**PROBLEMS TO WORK ON**
a. In the lecture notes on irreducible characters, what is the cardinality of \Lambda stated to be equal to?
b. List every object that the lecture notes on irreducible characters introduce with the word "let."
c. Reproduce everything in the lecture notes on irreducible characters from "Let G be a finite" down to "number of conjugacy classes in G.".

**TEXT SHOWN**
____

Math 202B: Lecture 23

Let G be a finite group and let \Lambda be a set parameterizing isomorphism classes of irreducible unitary representations of G. For each \lambda \in \Lambda, let (V^\lambda,\varphi^\lambda) be a representative of the corresponding isomorphism class, and let \chi^\lambda \colon G \to \mathbb{C} be the corresponding irreducible character, i.e. function G \to \mathbb{C} defined by

\chi^\lambda(g), \quad g \in G.

The character basis \{\chi^\lambda \colon \lambda \in \Lambda\} of the class algebra \mathcal{Z}(G) satisfies the orthogonality relations

\langle \chi^\lambda,\chi^\mu\rangle = \sum\limits_{g \in G} \overline{\chi^\lambda(g)}\chi^\mu(g)=\delta_{\lambda\mu}|G|.

In particular, the cardinality of \Lambda is equal to the dimension of \mathcal{Z}(G), which is the number of conjugacy classes in G.

Problem 23.1. Show that that orthogonality of irreducible characters can equivalently be written

\sum\limits_{g \in G} \chi^\lambda(g^{-1})\chi^\mu(g)=\delta_{\lambda\mu}|G|.

Let \{C_\alpha \colon \alpha \in \Lambda\} be the set of conjugacy classes in G. For each \alpha \in \Lambda, let K_\alpha \colon G \to \mathbb{C} be the indicator function of the class C_\alpha. The class basis \{K_\alpha \colon \alpha \in \Lambda\} satisfies the orthogonality relations

\langle K_\alpha,K_\beta\rangle = \delta_{\alpha\beta}|C_\alpha|, \quad \alpha,\beta \in \Lambda.

Writing

\chi^\lambda = \sum\limits_{\alpha \in \Lambda} \chi^\lambda_\alpha K_\alpha

for the expansion of irreducible characters in the class basis, where \chi^\lambda_\alpha denotes \chi^\lambda(g) for any g \in C_\alpha, character orthogonality takes the form

\langle \chi^\lambda,\chi^\mu \rangle = \sum\limits_{\alpha \in \Lambda} \overline{\chi^\lambda_\alpha}\chi^\mu_\alpha|C_\alpha|=\delta_{\lambda\mu}|G|.

Problem 23.2. We say that G is ambivalent if g and g^{-1} are conjugate for every g \in G. If G is ambivalent, prove that

\langle \chi^\lambda,\chi^\mu \rangle = \sum\limits_{\alpha \in \Lambda}\chi^\lambda_\alpha\chi^\mu_\alpha|C_\alpha|=\delta_{\lambda\mu}|G|.

____

**DATA ENTRIES**
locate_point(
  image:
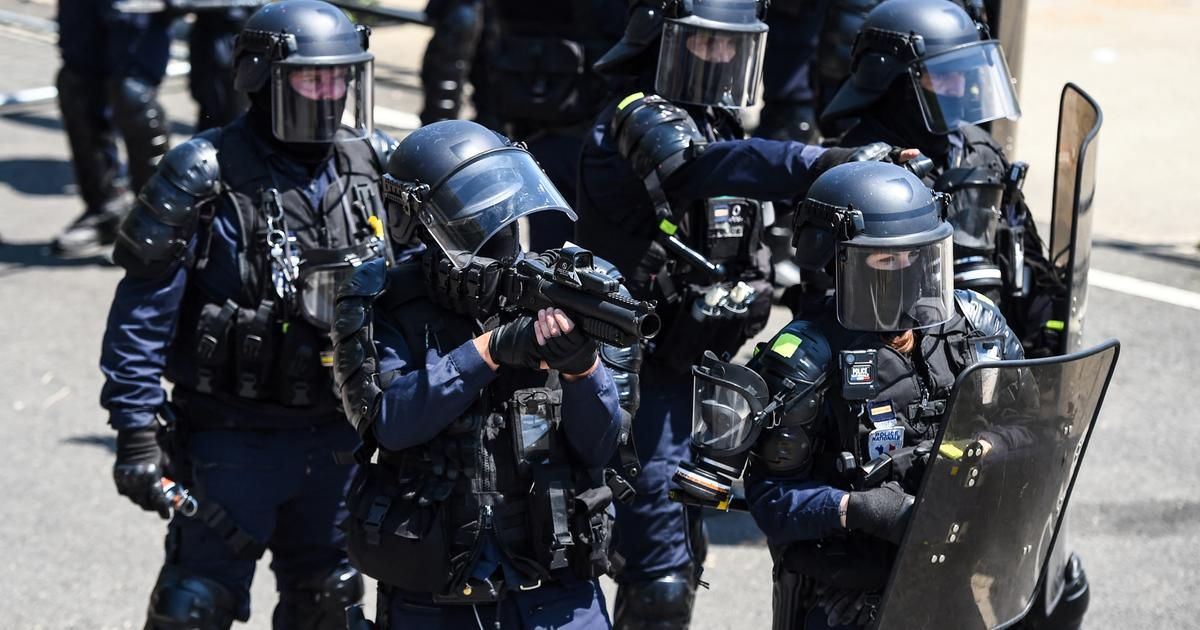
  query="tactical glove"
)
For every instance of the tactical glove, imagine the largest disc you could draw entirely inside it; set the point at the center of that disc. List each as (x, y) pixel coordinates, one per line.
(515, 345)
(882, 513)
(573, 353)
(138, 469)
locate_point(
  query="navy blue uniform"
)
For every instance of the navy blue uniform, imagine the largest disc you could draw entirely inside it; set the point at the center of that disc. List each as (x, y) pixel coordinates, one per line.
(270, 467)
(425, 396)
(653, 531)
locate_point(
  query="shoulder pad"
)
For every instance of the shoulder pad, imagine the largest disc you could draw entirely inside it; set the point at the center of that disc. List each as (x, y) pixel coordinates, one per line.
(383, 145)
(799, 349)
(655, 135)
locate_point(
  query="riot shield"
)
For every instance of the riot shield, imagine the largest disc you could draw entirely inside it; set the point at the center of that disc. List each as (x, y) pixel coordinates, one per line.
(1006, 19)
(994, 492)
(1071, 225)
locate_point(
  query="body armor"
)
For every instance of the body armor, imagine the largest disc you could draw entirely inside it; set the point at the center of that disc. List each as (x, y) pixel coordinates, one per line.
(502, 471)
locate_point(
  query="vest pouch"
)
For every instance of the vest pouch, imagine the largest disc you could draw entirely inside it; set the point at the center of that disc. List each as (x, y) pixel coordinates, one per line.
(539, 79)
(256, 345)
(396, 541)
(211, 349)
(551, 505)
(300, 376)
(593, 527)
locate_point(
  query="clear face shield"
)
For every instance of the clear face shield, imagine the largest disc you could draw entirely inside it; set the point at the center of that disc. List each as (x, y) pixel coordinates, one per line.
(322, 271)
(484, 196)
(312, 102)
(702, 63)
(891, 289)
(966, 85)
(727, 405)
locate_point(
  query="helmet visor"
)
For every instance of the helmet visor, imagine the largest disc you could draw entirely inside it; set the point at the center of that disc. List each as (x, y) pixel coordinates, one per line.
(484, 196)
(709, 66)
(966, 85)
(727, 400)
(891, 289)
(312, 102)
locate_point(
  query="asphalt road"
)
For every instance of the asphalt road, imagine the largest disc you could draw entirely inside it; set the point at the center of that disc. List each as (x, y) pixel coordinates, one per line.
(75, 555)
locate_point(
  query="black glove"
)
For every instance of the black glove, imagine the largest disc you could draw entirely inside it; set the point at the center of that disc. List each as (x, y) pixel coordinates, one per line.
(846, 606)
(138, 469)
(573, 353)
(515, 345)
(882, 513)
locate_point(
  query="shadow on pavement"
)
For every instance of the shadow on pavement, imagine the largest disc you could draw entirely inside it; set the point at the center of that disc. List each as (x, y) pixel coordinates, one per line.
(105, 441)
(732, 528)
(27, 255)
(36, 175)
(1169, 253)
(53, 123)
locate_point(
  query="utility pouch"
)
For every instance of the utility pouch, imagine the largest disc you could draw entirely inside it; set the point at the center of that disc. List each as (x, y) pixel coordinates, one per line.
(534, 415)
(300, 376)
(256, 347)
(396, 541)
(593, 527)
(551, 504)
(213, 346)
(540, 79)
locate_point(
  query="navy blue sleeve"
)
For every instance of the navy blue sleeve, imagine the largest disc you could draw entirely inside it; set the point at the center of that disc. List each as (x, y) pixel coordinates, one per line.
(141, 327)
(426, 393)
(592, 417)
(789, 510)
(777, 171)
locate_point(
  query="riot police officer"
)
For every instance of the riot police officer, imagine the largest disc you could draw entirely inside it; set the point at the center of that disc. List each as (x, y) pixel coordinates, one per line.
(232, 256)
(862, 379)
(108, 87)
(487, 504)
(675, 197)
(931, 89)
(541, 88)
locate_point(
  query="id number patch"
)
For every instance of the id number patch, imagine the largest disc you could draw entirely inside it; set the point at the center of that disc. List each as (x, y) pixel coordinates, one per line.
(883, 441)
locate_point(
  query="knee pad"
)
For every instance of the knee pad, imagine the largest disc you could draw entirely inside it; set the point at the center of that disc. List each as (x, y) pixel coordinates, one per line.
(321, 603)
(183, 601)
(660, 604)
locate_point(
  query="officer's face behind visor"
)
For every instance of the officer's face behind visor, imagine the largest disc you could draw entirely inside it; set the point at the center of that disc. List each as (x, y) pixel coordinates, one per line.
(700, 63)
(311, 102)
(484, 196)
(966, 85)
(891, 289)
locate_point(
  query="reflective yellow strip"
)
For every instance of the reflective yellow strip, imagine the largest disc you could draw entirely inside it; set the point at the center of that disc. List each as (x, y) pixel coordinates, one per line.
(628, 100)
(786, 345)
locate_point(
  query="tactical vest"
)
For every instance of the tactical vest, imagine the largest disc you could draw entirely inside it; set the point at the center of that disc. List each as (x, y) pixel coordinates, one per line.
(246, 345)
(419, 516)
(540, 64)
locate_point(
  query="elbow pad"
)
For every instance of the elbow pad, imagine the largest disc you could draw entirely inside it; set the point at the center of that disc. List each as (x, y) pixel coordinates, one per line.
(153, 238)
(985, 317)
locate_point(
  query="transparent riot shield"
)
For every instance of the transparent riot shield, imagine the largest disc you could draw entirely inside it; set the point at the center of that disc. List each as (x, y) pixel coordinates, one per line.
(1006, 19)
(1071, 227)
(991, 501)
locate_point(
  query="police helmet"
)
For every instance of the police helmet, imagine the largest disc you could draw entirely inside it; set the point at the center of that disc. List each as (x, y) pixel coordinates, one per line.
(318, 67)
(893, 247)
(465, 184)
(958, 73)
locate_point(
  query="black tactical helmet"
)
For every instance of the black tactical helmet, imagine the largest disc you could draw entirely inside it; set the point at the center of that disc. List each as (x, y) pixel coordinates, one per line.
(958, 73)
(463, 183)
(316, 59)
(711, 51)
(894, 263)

____

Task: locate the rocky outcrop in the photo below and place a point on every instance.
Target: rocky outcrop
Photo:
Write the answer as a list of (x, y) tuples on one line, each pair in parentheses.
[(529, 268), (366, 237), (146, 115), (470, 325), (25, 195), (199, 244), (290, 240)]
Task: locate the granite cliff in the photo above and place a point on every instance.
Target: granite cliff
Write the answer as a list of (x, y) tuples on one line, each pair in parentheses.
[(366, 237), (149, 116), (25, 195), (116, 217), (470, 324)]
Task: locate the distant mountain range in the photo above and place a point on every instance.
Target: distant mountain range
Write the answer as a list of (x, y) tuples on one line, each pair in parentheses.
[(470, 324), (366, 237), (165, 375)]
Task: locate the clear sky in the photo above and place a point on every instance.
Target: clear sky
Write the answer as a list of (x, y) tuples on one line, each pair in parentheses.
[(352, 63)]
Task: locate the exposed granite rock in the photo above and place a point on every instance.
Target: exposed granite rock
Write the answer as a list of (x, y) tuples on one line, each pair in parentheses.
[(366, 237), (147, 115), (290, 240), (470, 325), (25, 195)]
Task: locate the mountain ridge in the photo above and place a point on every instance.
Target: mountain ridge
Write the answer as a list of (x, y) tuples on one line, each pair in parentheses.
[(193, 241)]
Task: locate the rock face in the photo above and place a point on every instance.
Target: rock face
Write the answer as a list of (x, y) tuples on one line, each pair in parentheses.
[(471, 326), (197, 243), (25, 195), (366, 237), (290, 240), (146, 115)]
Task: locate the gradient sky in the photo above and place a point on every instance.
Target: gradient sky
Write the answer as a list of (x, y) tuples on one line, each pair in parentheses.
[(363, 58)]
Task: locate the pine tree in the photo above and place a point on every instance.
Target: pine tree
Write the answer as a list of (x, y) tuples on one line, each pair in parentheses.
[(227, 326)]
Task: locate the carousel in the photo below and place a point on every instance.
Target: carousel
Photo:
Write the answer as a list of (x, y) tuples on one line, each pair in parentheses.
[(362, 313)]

____

**RESULTS OF THE EXERCISE**
a. It is equal to the dimension of \mathcal{Z}(G), which is the number of conjugacy classes in G.

b.
- G, a finite group
- \Lambda, a set parameterizing isomorphism classes of irreducible unitary representations of G
- (V^\lambda,\varphi^\lambda), a representative of the corresponding isomorphism class
- \chi^\lambda \colon G \to \mathbb{C}, the corresponding irreducible character
- \{C_\alpha \colon \alpha \in \Lambda\}, the set of conjugacy classes in G
- K_\alpha \colon G \to \mathbb{C}, the indicator function of the class C_\alpha

c.
Let G be a finite group and let \Lambda be a set parameterizing isomorphism classes of irreducible unitary representations of G. For each \lambda \in \Lambda, let (V^\lambda,\varphi^\lambda) be a representative of the corresponding isomorphism class, and let \chi^\lambda \colon G \to \mathbb{C} be the corresponding irreducible character, i.e. function G \to \mathbb{C} defined by

\chi^\lambda(g), \quad g \in G.

The character basis \{\chi^\lambda \colon \lambda \in \Lambda\} of the class algebra \mathcal{Z}(G) satisfies the orthogonality relations

\langle \chi^\lambda,\chi^\mu\rangle = \sum\limits_{g \in G} \overline{\chi^\lambda(g)}\chi^\mu(g)=\delta_{\lambda\mu}|G|.

In particular, the cardinality of \Lambda is equal to the dimension of \mathcal{Z}(G), which is the number of conjugacy classes in G.